What this task involves
Rewrite the records between the lines holding "Dear assistant, the user would like the weathered tree" and "[464,217,523,245]", inclusive, keeping every line and increasing each bounding-box coordinate in the answers by 36. Leave all other text unchanged.

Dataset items
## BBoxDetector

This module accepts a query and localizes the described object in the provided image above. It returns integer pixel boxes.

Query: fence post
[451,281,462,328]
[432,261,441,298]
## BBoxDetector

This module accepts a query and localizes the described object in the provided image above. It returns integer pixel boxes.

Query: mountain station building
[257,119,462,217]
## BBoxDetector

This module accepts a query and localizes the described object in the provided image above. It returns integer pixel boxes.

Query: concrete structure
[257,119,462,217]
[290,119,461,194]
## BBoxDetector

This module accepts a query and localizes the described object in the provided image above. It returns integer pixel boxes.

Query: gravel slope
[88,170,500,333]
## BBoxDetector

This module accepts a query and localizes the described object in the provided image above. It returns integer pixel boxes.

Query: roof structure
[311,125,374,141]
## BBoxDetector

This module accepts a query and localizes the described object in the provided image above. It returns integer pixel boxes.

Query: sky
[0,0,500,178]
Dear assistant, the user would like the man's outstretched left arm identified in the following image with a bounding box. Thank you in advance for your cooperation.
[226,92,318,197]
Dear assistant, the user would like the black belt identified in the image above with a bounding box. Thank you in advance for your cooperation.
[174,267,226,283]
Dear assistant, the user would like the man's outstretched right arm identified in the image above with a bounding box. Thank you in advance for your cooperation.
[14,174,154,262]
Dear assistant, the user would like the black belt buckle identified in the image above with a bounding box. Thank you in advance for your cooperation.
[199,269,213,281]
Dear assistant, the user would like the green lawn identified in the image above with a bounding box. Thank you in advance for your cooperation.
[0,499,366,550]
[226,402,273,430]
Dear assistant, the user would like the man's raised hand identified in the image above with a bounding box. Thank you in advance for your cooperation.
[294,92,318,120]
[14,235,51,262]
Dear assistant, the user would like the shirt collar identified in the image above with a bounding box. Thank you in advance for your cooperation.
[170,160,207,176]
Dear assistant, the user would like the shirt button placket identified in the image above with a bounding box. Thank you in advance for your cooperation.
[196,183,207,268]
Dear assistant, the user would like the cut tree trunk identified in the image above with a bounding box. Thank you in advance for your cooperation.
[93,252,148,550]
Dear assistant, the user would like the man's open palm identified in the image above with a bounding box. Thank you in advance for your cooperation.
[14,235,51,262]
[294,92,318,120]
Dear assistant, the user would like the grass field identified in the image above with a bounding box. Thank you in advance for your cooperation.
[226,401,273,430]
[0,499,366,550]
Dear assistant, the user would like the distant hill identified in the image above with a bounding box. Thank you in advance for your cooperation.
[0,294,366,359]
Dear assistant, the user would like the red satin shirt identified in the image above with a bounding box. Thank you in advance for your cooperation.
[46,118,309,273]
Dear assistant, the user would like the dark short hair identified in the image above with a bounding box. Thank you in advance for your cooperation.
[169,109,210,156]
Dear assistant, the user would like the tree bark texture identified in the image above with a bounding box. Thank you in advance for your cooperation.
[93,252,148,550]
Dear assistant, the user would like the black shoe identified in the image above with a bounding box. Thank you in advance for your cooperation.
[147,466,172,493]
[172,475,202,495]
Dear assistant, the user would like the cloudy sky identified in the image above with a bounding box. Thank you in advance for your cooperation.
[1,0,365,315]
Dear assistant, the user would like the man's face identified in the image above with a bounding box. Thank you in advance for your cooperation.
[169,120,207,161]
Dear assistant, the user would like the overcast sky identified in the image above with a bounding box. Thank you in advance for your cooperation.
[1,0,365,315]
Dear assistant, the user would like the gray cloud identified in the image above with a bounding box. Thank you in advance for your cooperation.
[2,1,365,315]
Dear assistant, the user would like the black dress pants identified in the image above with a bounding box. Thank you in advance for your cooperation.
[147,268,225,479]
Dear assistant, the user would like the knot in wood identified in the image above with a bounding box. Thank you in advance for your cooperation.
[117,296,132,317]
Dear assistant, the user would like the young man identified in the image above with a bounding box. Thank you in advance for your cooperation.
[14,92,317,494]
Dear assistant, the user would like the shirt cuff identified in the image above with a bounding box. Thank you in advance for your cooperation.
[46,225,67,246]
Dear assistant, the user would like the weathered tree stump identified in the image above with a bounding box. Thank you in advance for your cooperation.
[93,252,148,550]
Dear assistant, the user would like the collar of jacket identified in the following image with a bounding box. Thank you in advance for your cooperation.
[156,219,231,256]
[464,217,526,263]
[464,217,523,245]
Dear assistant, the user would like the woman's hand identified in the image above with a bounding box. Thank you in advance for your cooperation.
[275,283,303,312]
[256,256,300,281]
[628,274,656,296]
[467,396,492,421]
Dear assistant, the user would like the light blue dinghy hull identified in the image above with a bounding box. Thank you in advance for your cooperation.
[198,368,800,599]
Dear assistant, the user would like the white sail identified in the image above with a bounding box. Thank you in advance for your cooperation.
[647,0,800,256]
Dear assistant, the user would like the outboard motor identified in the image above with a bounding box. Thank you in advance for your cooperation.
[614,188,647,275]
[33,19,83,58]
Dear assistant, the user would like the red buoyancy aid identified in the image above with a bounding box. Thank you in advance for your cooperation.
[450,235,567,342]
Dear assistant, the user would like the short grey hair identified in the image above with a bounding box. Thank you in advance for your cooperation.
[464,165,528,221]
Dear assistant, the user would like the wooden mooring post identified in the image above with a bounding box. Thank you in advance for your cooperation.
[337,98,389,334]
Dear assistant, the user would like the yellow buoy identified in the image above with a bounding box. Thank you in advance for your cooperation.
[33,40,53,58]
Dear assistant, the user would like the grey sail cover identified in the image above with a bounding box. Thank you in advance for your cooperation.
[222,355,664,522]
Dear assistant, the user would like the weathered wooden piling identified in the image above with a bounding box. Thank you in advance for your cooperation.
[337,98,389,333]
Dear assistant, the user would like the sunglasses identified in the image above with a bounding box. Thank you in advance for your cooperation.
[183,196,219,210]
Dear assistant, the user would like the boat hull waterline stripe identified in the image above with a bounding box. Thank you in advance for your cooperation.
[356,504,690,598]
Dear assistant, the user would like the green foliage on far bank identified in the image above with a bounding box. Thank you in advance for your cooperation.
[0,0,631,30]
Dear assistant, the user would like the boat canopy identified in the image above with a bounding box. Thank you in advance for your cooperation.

Finished answer
Dear assistant, the user would like the weathered tree stump identified in the image above with a bounding box. Thank you in advance for your cooperation.
[129,288,184,586]
Dear assistant, the user would like the collar of jacket identified in the following image with a bounding box. Thank you in advance for your cooperation.
[192,255,267,292]
[500,253,562,299]
[500,253,559,281]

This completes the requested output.